╭─ DATA LINES
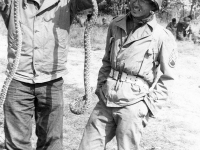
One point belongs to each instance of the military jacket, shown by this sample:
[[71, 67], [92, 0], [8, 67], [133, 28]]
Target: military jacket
[[149, 54], [45, 33]]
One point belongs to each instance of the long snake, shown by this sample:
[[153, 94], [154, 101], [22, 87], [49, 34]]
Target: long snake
[[15, 64], [76, 106], [79, 105]]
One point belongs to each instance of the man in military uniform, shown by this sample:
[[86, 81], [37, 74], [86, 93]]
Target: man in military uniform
[[128, 88], [172, 26]]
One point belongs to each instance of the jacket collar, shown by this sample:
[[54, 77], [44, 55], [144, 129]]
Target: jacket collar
[[121, 22]]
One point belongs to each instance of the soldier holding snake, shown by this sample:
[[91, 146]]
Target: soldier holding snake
[[36, 88], [133, 83]]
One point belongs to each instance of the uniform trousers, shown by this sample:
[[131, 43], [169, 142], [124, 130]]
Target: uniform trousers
[[23, 102], [126, 123]]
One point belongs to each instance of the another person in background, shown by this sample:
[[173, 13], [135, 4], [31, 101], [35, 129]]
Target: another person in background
[[89, 16], [36, 89], [188, 29], [180, 30], [184, 30], [129, 87], [104, 21], [172, 26]]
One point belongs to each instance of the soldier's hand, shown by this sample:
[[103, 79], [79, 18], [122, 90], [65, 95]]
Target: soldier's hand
[[2, 5]]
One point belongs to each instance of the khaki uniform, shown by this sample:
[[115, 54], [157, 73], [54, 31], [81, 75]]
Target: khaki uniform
[[132, 84], [45, 32]]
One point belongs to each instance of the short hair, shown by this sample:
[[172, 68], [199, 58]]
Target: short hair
[[190, 16], [173, 19]]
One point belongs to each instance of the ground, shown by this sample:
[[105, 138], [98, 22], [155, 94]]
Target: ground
[[177, 126]]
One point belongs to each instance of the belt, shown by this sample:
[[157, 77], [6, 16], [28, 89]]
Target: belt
[[124, 77]]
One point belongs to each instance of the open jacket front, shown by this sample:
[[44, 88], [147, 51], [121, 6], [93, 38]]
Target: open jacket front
[[138, 54], [45, 31]]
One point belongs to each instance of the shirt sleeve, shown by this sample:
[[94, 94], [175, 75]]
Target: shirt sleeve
[[5, 7], [167, 64], [106, 65]]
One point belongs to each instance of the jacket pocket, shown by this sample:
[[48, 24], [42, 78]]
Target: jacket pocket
[[122, 92]]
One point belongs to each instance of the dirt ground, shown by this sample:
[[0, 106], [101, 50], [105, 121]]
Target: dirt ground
[[177, 126]]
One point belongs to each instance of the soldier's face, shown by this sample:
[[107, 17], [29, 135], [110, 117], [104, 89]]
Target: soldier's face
[[140, 8]]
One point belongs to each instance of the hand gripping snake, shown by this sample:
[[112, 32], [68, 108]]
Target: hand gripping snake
[[15, 64], [79, 105]]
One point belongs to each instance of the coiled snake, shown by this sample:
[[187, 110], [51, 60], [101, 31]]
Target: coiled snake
[[76, 106], [79, 105], [15, 64]]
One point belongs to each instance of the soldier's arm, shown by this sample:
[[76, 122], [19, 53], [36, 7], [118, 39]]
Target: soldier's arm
[[167, 59], [5, 7], [106, 65]]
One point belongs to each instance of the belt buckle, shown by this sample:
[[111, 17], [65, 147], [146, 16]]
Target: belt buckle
[[119, 76]]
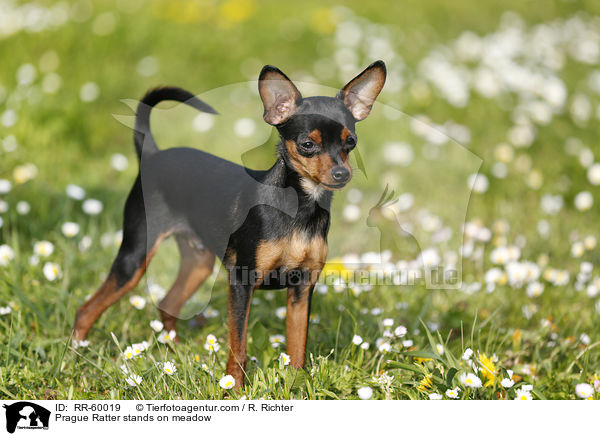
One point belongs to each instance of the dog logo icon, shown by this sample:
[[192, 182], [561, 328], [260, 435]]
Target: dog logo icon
[[26, 415]]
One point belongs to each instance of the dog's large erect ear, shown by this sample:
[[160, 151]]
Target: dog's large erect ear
[[279, 95], [360, 93]]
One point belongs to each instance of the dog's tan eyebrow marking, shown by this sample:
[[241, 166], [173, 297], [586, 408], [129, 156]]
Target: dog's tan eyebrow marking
[[345, 133], [315, 135]]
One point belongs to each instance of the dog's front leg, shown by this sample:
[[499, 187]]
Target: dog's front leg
[[240, 295], [297, 317]]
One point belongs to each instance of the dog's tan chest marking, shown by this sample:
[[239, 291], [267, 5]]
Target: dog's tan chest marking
[[295, 251]]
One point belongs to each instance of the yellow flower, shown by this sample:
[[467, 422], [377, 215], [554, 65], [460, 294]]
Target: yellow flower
[[426, 383], [488, 368], [323, 21], [335, 268]]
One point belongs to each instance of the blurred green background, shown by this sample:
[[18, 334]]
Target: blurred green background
[[509, 89]]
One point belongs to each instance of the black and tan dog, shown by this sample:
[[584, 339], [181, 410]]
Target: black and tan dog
[[269, 228]]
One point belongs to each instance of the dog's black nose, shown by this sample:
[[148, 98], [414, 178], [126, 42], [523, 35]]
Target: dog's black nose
[[340, 174]]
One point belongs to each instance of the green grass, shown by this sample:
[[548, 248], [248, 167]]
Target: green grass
[[198, 48]]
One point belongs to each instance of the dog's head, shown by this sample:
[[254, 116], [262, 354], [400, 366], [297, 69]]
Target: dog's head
[[318, 132]]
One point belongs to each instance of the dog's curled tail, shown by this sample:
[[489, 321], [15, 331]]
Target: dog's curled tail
[[143, 139]]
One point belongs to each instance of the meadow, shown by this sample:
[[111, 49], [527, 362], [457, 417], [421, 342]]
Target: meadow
[[481, 158]]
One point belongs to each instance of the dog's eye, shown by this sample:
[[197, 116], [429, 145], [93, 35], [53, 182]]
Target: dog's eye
[[307, 146]]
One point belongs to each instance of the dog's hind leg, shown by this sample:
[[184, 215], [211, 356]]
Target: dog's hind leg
[[196, 265], [135, 253]]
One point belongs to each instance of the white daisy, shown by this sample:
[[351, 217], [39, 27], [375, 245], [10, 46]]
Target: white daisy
[[70, 229], [128, 353], [284, 358], [134, 380], [165, 336], [452, 393], [280, 312], [522, 394], [75, 192], [137, 302], [470, 380], [400, 331], [212, 344], [467, 354], [357, 340], [91, 206], [5, 310], [365, 393], [119, 162], [169, 368], [51, 271], [6, 255], [156, 325], [43, 248], [227, 382], [584, 201], [584, 390], [276, 340], [23, 208]]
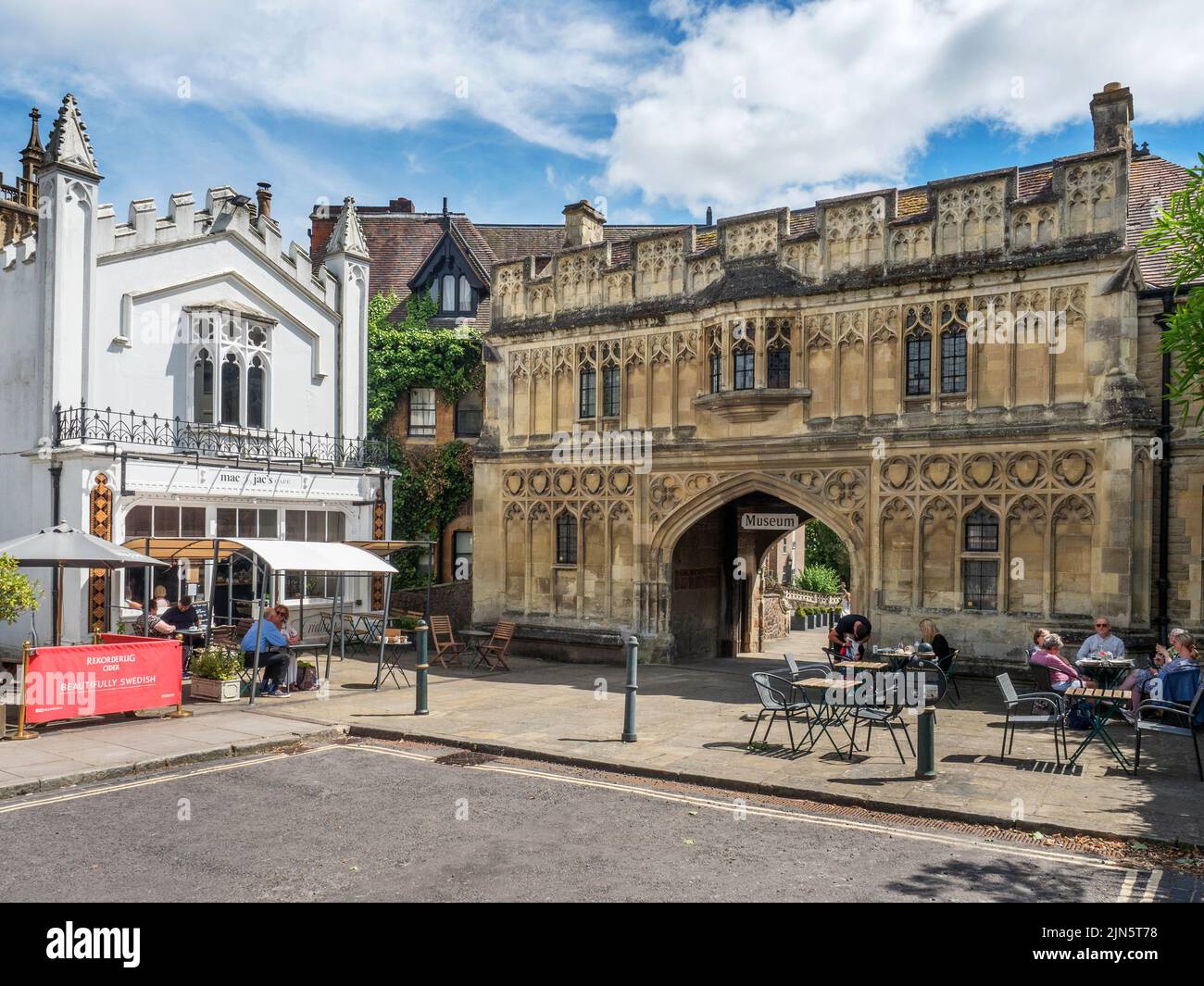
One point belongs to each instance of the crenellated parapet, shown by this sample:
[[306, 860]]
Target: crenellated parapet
[[144, 229], [19, 253], [1064, 209]]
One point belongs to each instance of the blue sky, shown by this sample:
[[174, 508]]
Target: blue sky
[[658, 108]]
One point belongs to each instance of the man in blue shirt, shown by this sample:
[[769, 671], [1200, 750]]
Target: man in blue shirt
[[271, 657], [1102, 640]]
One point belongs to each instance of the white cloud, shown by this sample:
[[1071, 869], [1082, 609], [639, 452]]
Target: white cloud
[[842, 95], [751, 106], [534, 69]]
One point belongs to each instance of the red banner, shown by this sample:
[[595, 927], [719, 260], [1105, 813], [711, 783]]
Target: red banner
[[123, 674]]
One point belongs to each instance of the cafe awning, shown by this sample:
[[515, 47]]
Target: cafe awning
[[316, 556]]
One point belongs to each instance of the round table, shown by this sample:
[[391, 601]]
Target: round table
[[474, 641]]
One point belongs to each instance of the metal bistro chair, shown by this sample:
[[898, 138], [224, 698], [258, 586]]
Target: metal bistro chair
[[887, 716], [1046, 708], [1178, 718], [771, 692], [947, 668]]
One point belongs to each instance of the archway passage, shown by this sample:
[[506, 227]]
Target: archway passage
[[715, 576]]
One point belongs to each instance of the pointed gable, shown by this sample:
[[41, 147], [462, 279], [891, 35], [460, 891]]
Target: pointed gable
[[69, 144]]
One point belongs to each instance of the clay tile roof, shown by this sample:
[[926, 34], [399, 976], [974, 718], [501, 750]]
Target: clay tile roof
[[1152, 180], [1034, 181], [911, 201]]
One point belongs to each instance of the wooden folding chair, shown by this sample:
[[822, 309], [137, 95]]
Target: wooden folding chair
[[444, 641], [494, 653]]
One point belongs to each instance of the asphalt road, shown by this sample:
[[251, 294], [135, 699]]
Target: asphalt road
[[389, 824]]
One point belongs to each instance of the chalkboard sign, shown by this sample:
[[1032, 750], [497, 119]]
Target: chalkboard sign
[[203, 612]]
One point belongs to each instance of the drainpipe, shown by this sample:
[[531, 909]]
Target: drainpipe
[[56, 490], [1164, 430]]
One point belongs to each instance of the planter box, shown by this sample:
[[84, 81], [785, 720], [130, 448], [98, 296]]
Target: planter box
[[215, 692]]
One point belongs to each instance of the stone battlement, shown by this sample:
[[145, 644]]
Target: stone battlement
[[1010, 216], [19, 252], [183, 221]]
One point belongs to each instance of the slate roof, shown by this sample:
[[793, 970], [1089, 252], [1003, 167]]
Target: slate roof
[[398, 243]]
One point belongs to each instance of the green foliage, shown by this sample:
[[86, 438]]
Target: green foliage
[[430, 485], [1179, 231], [17, 593], [825, 548], [217, 664], [819, 578], [410, 353]]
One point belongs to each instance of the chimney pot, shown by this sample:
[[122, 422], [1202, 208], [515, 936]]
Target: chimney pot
[[583, 224], [1111, 112], [264, 199]]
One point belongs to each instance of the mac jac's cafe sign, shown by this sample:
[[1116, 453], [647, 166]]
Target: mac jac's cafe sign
[[124, 674], [230, 481]]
╰─
* **REQUIRED WORK**
Put the lines from the line with "One point belongs to each instance of the blue" through the line with "[[271, 657], [1102, 640]]" into a Markdown table with the columns No. and Line text. Number the rows in order and leave out any blank lines.

* **CORRECT OUTPUT**
| No. | Line text |
|---|---|
| 1 | One point belongs to each instance of the blue sky, shown by this sample: |
| 2 | [[174, 508]] |
| 3 | Target: blue sky |
| 4 | [[658, 108]] |
| 5 | One point belongs to each instance of the man in blue shirt, shown by this sample: |
| 6 | [[769, 671], [1200, 750]] |
| 7 | Target: man in blue shirt |
| 8 | [[271, 657], [1102, 640]] |